[Given data]
================================

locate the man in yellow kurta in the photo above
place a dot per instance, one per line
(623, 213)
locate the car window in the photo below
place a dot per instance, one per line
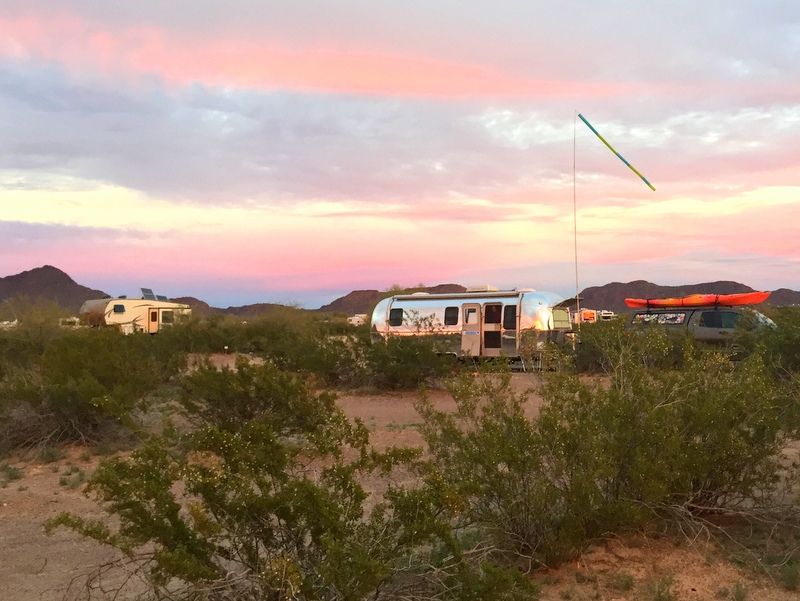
(672, 318)
(720, 319)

================================

[Task to complete] Please arrange the entries as a two-column CSV with the headers "entry" and "answer", one row per entry. Put each entry's text and its answer in a single quoted field, with line breaks replaced by spaces and the pictures left out.

[Solution to this exercise]
entry,answer
"locate the man in yellow kurta in the photo above place a dot per instance, one per line","(623, 213)"
"locate the car window in the photo below place a dot per instance, one per line","(672, 318) (720, 319)"